* Entries drawn from a dataset *
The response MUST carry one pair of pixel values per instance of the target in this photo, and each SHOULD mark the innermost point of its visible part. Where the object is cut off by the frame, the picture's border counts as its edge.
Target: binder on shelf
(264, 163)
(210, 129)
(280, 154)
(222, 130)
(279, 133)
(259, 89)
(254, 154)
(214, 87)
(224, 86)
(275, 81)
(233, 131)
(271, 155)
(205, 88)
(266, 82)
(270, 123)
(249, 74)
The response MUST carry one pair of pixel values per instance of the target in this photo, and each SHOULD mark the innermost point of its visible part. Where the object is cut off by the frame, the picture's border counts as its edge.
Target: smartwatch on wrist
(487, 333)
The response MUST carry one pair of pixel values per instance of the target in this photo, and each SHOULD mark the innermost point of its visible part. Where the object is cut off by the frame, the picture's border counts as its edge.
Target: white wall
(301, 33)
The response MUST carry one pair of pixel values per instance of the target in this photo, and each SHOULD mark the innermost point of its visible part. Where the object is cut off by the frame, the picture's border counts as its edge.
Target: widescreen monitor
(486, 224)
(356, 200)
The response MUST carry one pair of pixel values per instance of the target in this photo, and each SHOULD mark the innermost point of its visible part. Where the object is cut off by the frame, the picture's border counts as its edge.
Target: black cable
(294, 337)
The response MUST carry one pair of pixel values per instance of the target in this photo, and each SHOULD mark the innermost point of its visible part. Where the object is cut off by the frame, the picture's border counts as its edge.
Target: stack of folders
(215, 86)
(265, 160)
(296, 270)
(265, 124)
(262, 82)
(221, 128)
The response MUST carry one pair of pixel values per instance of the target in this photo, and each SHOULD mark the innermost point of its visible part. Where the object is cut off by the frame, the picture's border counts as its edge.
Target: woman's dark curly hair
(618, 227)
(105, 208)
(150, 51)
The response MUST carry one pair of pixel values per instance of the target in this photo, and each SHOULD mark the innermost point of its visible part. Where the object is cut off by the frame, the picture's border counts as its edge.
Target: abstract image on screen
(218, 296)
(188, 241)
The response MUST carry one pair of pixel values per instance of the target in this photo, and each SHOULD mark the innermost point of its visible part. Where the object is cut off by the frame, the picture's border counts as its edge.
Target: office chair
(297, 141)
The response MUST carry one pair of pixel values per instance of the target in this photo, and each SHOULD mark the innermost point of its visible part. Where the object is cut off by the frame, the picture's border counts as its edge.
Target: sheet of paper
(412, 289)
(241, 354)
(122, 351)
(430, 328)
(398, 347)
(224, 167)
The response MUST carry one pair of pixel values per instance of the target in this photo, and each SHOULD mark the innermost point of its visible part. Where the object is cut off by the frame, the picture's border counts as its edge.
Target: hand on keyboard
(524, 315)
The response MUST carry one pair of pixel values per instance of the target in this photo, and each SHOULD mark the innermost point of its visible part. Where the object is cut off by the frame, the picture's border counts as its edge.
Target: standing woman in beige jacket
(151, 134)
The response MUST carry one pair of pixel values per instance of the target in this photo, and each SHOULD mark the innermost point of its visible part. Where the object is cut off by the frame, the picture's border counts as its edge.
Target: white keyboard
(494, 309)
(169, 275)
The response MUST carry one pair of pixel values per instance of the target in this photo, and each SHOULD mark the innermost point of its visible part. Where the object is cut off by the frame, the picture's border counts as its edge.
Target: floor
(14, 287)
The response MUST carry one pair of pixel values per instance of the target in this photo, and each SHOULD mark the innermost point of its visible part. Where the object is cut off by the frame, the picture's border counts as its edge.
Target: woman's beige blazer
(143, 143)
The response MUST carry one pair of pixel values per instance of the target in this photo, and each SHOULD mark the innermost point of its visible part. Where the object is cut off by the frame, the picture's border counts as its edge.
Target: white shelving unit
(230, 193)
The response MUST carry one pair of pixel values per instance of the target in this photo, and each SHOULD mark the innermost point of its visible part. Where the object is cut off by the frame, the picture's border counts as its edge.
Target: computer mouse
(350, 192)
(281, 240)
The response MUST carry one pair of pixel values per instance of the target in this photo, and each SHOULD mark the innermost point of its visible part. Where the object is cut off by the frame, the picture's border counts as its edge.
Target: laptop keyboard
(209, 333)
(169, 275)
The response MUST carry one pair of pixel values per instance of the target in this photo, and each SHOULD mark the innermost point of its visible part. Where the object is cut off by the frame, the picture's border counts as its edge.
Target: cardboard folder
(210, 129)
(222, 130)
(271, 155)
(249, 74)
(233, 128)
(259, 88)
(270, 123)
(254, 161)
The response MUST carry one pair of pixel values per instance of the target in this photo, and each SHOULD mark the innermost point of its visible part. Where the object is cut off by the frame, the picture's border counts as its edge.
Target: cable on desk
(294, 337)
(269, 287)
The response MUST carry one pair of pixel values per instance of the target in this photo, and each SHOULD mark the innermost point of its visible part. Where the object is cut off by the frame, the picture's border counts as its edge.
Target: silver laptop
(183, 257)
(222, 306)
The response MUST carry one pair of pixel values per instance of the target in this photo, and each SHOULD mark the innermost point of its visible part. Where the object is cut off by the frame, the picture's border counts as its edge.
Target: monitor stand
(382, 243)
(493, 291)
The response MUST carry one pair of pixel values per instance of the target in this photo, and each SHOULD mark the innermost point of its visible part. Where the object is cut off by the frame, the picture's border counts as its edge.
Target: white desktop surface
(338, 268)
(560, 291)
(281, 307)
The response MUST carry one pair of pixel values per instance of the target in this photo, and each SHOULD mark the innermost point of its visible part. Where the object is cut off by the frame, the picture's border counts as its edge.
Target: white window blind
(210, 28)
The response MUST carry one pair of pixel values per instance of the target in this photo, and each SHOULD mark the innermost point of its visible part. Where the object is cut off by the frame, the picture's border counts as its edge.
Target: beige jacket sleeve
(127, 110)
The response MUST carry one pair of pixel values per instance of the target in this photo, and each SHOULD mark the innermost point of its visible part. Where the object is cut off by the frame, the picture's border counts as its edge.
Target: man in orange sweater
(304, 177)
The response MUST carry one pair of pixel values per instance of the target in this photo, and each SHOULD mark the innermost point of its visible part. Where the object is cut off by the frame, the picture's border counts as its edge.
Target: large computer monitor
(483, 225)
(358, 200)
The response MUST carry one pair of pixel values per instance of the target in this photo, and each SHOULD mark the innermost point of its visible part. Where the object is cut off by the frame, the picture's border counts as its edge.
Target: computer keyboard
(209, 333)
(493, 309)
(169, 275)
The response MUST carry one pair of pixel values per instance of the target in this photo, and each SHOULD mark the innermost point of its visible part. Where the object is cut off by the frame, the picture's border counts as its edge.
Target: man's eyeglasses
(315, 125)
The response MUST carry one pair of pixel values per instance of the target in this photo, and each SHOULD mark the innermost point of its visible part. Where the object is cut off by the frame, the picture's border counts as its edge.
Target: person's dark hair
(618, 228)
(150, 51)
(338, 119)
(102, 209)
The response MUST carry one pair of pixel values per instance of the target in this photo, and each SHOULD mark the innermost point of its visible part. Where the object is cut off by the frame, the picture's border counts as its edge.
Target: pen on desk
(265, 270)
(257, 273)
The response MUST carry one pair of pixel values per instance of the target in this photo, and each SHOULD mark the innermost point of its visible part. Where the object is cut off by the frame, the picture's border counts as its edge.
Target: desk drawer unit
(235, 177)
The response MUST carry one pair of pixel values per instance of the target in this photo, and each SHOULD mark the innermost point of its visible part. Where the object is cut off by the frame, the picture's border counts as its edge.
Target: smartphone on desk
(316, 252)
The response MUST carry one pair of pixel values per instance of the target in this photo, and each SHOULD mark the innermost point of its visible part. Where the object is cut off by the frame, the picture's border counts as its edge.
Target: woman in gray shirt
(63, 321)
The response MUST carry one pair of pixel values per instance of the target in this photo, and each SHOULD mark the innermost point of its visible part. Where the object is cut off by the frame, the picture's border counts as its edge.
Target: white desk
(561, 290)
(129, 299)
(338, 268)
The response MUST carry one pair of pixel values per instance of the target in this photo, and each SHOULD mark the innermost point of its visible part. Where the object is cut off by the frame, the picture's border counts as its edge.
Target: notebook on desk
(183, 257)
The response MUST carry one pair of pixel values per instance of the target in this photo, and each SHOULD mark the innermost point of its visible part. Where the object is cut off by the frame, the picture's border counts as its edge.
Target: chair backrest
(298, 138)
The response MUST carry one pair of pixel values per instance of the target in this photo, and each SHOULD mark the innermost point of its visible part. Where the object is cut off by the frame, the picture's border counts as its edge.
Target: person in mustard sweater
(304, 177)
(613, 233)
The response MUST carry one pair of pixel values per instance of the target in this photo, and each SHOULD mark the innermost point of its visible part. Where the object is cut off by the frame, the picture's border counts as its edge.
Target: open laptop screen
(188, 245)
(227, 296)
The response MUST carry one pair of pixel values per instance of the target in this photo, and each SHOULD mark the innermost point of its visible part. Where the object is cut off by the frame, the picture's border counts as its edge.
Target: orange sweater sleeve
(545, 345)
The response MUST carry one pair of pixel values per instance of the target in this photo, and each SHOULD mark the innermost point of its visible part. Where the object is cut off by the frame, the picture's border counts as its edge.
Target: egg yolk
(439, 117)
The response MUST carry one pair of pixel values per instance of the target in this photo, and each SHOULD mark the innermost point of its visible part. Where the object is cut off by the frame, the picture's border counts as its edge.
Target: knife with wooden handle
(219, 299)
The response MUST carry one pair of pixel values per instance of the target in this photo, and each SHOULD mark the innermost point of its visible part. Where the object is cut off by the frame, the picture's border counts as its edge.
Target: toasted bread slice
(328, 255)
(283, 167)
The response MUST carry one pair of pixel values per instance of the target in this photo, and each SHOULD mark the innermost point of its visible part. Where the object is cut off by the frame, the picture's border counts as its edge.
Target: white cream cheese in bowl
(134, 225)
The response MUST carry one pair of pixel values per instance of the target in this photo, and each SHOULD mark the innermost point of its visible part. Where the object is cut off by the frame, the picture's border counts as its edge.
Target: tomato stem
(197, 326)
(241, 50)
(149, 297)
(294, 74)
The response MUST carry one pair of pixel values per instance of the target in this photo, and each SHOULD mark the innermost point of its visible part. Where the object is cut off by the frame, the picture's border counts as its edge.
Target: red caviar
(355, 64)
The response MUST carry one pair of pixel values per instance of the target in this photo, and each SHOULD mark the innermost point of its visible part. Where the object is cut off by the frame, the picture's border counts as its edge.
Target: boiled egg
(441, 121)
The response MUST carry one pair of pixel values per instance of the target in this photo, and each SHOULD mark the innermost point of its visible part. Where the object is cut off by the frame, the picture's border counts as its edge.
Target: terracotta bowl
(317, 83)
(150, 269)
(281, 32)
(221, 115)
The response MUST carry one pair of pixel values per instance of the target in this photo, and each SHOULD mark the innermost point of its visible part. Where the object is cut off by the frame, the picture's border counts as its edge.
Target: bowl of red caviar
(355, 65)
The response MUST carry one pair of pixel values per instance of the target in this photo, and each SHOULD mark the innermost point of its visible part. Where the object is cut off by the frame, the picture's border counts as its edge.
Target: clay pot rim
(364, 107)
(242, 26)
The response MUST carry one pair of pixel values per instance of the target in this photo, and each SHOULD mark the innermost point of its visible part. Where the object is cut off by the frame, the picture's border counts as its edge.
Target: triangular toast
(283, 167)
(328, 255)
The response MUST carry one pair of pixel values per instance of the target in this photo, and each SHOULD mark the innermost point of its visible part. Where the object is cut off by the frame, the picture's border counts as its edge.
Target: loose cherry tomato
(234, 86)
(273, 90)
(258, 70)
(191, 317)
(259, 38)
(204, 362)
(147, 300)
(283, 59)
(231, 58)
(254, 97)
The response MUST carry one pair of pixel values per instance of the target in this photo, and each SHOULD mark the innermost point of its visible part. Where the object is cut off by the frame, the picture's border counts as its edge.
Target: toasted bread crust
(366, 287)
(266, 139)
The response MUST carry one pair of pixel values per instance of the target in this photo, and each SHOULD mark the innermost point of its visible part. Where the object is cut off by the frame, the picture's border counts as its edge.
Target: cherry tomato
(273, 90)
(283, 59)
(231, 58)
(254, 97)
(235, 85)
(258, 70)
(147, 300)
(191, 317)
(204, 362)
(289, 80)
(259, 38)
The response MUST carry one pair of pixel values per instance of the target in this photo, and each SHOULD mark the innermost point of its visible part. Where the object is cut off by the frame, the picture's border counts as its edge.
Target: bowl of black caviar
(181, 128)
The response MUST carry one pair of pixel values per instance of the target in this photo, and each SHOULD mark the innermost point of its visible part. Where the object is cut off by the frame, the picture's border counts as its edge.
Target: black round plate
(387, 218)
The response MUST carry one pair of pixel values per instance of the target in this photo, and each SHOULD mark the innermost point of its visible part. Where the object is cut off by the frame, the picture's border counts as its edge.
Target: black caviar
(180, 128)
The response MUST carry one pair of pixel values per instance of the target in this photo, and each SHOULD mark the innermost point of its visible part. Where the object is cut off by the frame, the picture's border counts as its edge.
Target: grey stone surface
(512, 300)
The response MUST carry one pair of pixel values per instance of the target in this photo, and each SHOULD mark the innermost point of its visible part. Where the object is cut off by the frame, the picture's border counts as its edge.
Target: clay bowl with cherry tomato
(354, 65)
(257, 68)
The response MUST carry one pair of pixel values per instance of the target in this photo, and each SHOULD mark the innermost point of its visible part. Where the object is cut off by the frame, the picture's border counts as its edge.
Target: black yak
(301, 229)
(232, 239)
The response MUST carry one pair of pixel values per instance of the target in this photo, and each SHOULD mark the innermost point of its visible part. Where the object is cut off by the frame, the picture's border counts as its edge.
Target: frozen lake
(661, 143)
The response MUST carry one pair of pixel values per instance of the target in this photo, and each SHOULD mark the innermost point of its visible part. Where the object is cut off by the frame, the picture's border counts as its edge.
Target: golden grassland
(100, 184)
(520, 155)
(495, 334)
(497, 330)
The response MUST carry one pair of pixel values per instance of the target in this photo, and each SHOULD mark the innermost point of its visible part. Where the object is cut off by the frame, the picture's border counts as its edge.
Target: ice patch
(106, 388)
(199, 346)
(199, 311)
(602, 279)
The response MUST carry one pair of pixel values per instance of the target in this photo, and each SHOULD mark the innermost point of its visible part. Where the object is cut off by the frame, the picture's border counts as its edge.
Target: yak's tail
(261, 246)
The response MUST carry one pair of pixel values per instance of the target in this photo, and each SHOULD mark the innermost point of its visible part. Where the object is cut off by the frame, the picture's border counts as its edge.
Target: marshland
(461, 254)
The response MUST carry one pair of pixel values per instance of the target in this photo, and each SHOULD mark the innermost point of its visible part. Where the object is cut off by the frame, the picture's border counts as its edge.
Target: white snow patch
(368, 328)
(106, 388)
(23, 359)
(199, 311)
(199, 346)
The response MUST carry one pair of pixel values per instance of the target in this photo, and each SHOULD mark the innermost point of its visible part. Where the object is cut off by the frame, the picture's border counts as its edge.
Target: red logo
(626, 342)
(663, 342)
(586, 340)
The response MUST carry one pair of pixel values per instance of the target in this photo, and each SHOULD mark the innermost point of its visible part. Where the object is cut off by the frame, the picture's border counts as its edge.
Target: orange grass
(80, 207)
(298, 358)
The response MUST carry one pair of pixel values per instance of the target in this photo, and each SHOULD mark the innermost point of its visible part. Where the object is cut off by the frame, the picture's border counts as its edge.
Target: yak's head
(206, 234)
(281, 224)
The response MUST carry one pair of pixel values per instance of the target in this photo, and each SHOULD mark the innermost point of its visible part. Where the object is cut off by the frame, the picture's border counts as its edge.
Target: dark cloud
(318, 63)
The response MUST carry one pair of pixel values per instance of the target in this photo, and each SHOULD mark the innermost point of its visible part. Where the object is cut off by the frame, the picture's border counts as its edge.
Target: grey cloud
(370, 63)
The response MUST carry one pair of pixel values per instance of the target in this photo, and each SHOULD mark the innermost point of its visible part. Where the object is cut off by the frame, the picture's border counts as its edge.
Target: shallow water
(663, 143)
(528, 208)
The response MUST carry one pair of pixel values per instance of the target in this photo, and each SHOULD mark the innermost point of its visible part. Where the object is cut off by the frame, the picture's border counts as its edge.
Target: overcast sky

* PROBLEM *
Gather every line of the records that contains the word "with", and copy each of those lines in full.

* TASK ANSWER *
Target: knife with wooden handle
Target: clay bowl with cherry tomato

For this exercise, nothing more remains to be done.